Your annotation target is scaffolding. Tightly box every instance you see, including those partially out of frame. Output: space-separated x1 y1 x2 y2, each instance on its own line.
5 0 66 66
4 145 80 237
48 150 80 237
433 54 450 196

[Brief]
Reproduce the records with "scaffolding" replaced by "construction cranes" wherever it occurs, leaving everything else unchanged.

[Complete answer]
Your annotation target is construction cranes. Tightly box every instance you see, including those partially out of frame. Output: space-separated x1 y1 x2 y2, each instance on its own line.
5 0 66 66
4 145 80 237
48 150 80 237
433 54 450 196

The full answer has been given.